◆ **TASK OBJECTIVE**
Images stay out. Everything else in the records is repeated exactly.

◆ **LISTED RECORDS**

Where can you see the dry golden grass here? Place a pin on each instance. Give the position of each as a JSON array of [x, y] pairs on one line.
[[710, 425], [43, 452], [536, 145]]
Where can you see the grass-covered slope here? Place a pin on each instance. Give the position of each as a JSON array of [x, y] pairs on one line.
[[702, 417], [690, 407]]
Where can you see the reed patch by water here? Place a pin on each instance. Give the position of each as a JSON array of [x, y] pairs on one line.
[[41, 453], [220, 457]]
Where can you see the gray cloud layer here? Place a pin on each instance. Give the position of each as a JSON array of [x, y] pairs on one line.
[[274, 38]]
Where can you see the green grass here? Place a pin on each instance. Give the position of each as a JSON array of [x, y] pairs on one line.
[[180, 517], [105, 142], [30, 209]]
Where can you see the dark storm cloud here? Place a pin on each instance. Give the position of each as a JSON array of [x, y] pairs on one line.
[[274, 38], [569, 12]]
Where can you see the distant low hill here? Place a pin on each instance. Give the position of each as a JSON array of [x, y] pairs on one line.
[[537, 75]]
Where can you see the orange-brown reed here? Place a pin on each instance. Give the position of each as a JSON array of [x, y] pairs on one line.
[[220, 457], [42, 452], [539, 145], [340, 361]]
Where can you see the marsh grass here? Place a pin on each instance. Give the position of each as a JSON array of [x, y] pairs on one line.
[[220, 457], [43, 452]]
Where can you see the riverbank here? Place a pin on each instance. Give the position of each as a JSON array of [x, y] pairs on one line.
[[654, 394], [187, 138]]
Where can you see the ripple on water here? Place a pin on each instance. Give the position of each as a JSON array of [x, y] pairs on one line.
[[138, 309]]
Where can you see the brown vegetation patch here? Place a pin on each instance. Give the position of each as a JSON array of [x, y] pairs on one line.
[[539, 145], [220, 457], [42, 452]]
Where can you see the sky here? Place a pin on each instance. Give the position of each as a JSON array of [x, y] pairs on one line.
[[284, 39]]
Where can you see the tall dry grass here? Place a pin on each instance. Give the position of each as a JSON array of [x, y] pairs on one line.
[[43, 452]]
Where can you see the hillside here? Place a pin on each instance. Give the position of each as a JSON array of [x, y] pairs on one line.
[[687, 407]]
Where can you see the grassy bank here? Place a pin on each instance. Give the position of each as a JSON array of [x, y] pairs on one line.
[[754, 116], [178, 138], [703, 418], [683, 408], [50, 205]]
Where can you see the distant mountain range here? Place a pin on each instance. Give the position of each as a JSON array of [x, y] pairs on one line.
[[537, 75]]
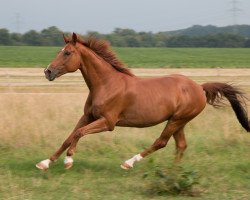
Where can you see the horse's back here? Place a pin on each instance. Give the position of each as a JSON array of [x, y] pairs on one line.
[[150, 101]]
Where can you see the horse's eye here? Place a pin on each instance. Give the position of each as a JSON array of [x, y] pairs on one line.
[[67, 53]]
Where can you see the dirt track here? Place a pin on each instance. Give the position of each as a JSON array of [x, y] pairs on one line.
[[32, 79]]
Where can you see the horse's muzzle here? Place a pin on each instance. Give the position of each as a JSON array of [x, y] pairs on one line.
[[50, 74]]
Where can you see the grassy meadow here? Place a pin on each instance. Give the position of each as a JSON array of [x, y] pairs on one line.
[[37, 115], [23, 56]]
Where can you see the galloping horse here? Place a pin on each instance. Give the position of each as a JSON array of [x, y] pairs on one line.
[[119, 98]]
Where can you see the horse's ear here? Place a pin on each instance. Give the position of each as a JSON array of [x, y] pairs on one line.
[[74, 37], [66, 39]]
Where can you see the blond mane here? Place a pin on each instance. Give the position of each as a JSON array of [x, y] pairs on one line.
[[102, 49]]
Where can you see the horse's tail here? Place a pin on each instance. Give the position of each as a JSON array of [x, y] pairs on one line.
[[215, 93]]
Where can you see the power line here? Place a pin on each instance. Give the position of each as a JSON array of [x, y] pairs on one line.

◆ **TASK RESPONSE**
Where can you see the dry golden grass here? Place a pin on each instance. Give the position of each as a JSON array of [x, y] pairs on one line.
[[710, 425], [43, 452], [536, 145]]
Where can you see the grass-covered slope here? Place a pin on each instance. Give the position of each as a JSON array of [x, y] pairs on one line.
[[702, 417], [690, 407]]
Where can you see the reed patch by water here? Place a pin on each instance. Give the position of each as a JSON array of [x, y] pairs on one line.
[[41, 453], [220, 457]]
Where can you see the gray cloud layer here? Place a pin on each instance. Give the position of each as a JSON array of [x, y] pairs on one line.
[[274, 38]]
Where can you see the green grass here? Place a pin on each instance. Give the position of each as a JSON array of [x, y] pairs on one line.
[[180, 517], [105, 142], [30, 209]]
Where can you see the dark storm cloud here? Place a pin on each instance. Give the position of each as a JSON array of [x, y] pairs on one line.
[[274, 38], [569, 12]]
Where can you see the distant low hill here? Place a pin on each instance. Give the position of each as a JSON array of [x, y] pairs on one line.
[[537, 75]]
Where can you see the orange-brown reed here? Place a pin on each instance. Give the position of each as a JSON array of [x, y] pairs on one line.
[[220, 457], [42, 452], [539, 145], [340, 361]]
Where can you see the marsh grass here? Place a pin on each instance. Give the position of each as a JSON array of [x, y] pairs on one line.
[[220, 457], [43, 452]]
Where can you see the riverbank here? Place a pin on each instance. Give the position of each as a JSON array of [x, y] pairs on one line.
[[654, 394], [187, 138]]
Where can you see the ripple on water here? Place a pin on each instance. Give the position of each as a JSON array of [x, y] pairs on one line.
[[138, 309]]
Where can you see the brown vegetation patch here? Place a pin on each instance. Give the position of each as a JSON array of [x, y] pairs on one line.
[[539, 145], [220, 457], [42, 452]]
Where can you see the sky here? Place a pin on each instance. Give the position of each as a JSON array of [x, y] pairs on one line.
[[284, 39]]
Where can you see the tall dry grass here? Place a pin on each instance. Give the position of each as a JSON array of [x, y] pairs on one line.
[[43, 452]]
Where can you see the hillside here? Place a pin on each instance. Give the position of each as a JSON array of [x, y] pairs on one line.
[[687, 407]]
Where can you see the grassy bank here? Place a pin on each instance. Give the position of each as a JSON array of [x, y] pairs on one line.
[[754, 116], [178, 138], [703, 418], [683, 408], [50, 205]]
Where can you see the distant mountain range here? Place a pin on each instance. Give the position of each as a JSON array of [x, y] pairs on one line.
[[537, 75]]
Where can you see the horse's back here? Place a pin on each instance. Give the position of each as a JSON array of [x, y] pairs on one line.
[[150, 101]]
Where can you see the horse's eye here? Place a pin on each instance. Give the position of each as a JSON array of [x, y] pairs on one line.
[[67, 53]]
Where can you see the dirt track here? Place a pin on each instance. Give the position of each as a JSON array of [x, y] pairs on one line.
[[32, 79]]
Where can you see the horse's muzzle here? Place a pin on each instance. Give the position of each as a JSON array of [x, y] pairs on one line.
[[50, 74]]
Where can you see the grassy meadow here? Place a pin on each instance. Give the position of each as a JSON array of [x, y] pairs on one line.
[[37, 115], [23, 56]]
Where can you see the galloping horse here? Place a pin on each instance. Give the position of each as a JSON array of [x, y] pairs on one line.
[[119, 98]]
Where can you see the horse's ear here? Place a pin on each instance. Give the position of each as a JSON array of [x, y] pairs on one line.
[[74, 37], [66, 39]]
Where can you see the blond mane here? Place a pin on each instance. Give the position of each as a JSON array of [x, y] pairs on one line.
[[102, 49]]
Where can you see the horse's tail here? Place a pin on each instance. Give the position of each as a JSON array of [x, y] pairs on one line.
[[215, 93]]
Where can you see the power line here? Place a pin on each instance. Give the position of each as a JSON array of [x, y] pairs on one line.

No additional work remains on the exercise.